*Problem to solve:*
Where the line with "positive clicks: (401, 454) (394, 481)" appears below, start writing out lines exactly, and finish with the line with "box: [459, 0, 506, 31]", which is included; write out nothing else.

Segment Start: Records for this exercise

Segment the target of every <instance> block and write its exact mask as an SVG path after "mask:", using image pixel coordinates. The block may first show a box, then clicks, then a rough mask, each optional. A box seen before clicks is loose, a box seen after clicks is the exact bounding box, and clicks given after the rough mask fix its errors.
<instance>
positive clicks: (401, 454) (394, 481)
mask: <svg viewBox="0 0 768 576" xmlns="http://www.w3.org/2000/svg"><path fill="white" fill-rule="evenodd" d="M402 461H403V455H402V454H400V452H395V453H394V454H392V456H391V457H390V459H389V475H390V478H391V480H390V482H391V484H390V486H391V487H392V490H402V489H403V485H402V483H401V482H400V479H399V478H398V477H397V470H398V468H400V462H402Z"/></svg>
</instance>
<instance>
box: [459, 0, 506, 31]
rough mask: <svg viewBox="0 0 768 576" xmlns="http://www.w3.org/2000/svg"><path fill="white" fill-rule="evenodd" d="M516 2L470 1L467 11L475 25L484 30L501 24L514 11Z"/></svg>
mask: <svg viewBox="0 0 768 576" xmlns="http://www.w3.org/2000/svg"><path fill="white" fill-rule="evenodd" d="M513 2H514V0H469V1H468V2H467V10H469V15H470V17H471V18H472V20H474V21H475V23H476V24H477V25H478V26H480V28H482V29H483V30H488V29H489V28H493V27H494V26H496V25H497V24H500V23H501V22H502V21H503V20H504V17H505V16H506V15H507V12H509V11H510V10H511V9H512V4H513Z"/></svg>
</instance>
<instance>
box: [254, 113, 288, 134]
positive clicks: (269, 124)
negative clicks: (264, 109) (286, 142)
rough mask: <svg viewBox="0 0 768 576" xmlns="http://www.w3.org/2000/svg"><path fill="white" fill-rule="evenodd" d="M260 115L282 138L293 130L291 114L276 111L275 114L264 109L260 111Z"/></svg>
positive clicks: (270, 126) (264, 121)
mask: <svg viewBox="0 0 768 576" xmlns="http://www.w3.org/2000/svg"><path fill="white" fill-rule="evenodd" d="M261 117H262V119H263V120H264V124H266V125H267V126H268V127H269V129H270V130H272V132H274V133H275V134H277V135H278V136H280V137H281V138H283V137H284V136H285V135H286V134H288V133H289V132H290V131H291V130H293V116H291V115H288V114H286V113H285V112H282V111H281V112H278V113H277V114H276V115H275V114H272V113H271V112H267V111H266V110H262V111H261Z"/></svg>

Segment End: Records for this exercise

*Written reply:*
positive clicks: (401, 454) (394, 481)
mask: <svg viewBox="0 0 768 576" xmlns="http://www.w3.org/2000/svg"><path fill="white" fill-rule="evenodd" d="M402 461H403V455H402V454H400V452H395V453H394V454H392V456H391V457H390V459H389V475H390V478H391V480H390V482H391V484H390V486H391V487H392V490H402V489H403V485H402V483H401V482H400V479H399V478H398V477H397V470H398V468H400V462H402Z"/></svg>
</instance>
<instance>
box: [459, 0, 506, 31]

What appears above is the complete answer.